** Selected passage **
● ● ● ●

How to Fix Everything!

Being Alive copyFreeing the mind from hidden beliefs.

~ Excerpts from Byron Katie

“Beyond what the mind tells us is always kinder than what it sees, that’s the privilege of an open mind. 

As the  mind matures, it learns as a student of itself. Everything adds to it, enlightens it, reveals itself to it, feeds it. Nothing is against it and never was. This is a mind that has graduated out of a polarized state. It’s no longer split; it has ceased to be two-sided.

As the mind begins to open,  it’s living out of a fearless, undefended state, and it’s excited, hungry for knowledge. It realized that it’s everything, so it learns to exclude nothing. This excitement eventually levels to an openness that is so gentle, so without opposition, that it is experienced from all angles,and there is simply nothing to defend. And in the absence of defense it is openness.

Because I no longer defend, it’s not possible to oppose anything but my own thinking.

When there’s no opposition, the chaotic mind, whether it’s verbal or not, hears itself, because that’s all there is to hear. It notices loudly that the only opposition is its own.

I have noticed that in the face of what we are believing, reality waits to be noticed; eventually we wake up to it or not.

“The Work” is about collapsing that time, that dream, that trance. The unquestioned I-know mind will lead you to believe that your stressful thought in the moment is not only true but it is true forever. It is powerful enough to create the entire world as you understand it.

● ● ● ●

** Given records **

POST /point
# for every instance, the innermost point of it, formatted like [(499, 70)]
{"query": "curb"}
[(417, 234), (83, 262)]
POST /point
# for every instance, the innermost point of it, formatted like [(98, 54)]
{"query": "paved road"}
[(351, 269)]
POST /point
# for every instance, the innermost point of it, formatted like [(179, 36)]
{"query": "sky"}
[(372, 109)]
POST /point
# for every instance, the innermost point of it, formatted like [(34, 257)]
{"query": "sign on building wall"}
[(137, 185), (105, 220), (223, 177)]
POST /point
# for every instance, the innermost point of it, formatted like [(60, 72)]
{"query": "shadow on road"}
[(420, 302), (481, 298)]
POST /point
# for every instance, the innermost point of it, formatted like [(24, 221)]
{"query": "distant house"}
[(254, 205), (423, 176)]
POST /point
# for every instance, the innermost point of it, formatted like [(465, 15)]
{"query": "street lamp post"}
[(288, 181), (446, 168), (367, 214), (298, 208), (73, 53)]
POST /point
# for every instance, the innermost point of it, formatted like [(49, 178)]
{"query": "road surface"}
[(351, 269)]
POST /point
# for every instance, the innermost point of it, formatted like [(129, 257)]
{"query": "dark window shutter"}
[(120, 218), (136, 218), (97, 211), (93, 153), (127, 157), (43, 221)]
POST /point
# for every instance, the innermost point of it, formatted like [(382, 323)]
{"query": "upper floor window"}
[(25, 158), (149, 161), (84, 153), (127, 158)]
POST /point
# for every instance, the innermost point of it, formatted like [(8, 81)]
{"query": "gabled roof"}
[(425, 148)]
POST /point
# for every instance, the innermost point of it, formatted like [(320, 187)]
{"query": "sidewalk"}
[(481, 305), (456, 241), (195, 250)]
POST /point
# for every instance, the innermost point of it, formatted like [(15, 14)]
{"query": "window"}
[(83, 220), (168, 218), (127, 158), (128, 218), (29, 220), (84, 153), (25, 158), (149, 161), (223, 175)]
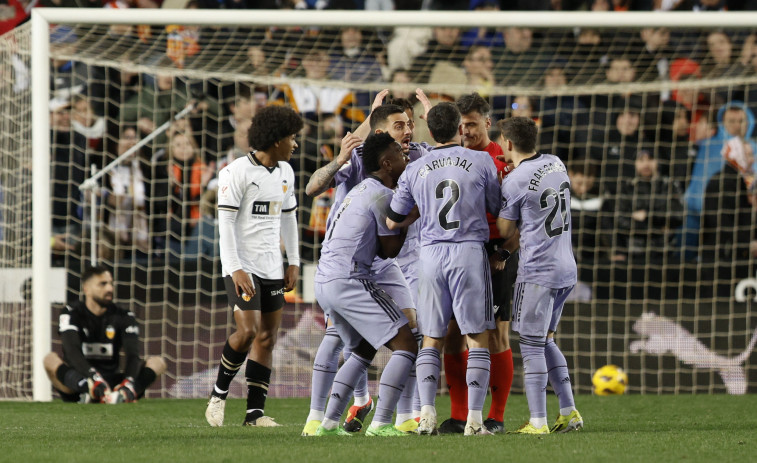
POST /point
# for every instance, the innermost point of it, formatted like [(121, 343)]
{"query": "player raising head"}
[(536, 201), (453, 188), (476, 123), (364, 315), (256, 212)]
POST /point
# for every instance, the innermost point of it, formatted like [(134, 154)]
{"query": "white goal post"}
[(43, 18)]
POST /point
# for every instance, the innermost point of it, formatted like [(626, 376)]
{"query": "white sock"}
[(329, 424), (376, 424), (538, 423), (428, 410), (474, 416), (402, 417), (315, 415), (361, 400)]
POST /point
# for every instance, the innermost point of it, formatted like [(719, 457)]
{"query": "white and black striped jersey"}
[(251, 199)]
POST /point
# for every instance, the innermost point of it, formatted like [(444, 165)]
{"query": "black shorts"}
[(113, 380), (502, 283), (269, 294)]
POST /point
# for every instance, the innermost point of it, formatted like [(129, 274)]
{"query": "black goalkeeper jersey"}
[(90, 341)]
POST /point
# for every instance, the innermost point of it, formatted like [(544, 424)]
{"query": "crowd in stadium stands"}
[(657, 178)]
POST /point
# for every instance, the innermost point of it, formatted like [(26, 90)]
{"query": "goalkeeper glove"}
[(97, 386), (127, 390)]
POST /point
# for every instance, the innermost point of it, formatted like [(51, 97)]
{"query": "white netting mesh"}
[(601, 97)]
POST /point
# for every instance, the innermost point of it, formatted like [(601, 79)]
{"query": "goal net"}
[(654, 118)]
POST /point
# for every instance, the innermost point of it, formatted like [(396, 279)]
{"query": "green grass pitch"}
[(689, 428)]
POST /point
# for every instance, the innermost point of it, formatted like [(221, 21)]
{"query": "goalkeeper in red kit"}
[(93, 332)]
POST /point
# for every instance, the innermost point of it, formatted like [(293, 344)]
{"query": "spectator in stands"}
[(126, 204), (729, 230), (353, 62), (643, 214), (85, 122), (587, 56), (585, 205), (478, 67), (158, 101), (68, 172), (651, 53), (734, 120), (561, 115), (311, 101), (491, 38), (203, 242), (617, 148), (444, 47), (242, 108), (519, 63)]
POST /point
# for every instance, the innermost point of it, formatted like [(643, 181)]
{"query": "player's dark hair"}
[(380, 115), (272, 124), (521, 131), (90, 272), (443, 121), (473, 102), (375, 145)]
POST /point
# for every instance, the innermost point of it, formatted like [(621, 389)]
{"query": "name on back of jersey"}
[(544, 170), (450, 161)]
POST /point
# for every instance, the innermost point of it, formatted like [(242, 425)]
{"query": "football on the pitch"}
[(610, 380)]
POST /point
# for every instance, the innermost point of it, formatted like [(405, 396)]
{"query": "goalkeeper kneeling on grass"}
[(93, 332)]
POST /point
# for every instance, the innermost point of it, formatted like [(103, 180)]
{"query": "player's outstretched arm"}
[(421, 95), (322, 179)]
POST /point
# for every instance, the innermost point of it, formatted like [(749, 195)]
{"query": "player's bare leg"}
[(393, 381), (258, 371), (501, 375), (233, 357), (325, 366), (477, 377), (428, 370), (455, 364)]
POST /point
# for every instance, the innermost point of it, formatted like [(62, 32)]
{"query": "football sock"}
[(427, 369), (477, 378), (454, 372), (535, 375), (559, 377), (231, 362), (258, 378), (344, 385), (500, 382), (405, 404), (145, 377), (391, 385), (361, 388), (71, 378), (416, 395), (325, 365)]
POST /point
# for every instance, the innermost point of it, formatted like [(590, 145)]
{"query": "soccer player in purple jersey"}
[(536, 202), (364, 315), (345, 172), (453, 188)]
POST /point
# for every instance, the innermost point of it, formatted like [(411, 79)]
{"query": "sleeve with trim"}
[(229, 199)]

● ● ● ●

** Written problem 1 **
Answer these from the Byron Katie excerpts:
(a) As the mind matures, it learns as a student of what?
(b) Once the mind realizes it is everything, what does it learn to exclude?
(c) What three things is "The Work" described as collapsing?
** Written problem 2 **
Write out the Byron Katie excerpts word for word, beginning at the words "Because I no" and stopping after "is its own.".

** Final result 1 **
(a) Itself.
(b) Nothing.
(c) That time, that dream, that trance.

** Final result 2 **
Because I no longer defend, it’s not possible to oppose anything but my own thinking.

When there’s no opposition, the chaotic mind, whether it’s verbal or not, hears itself, because that’s all there is to hear. It notices loudly that the only opposition is its own.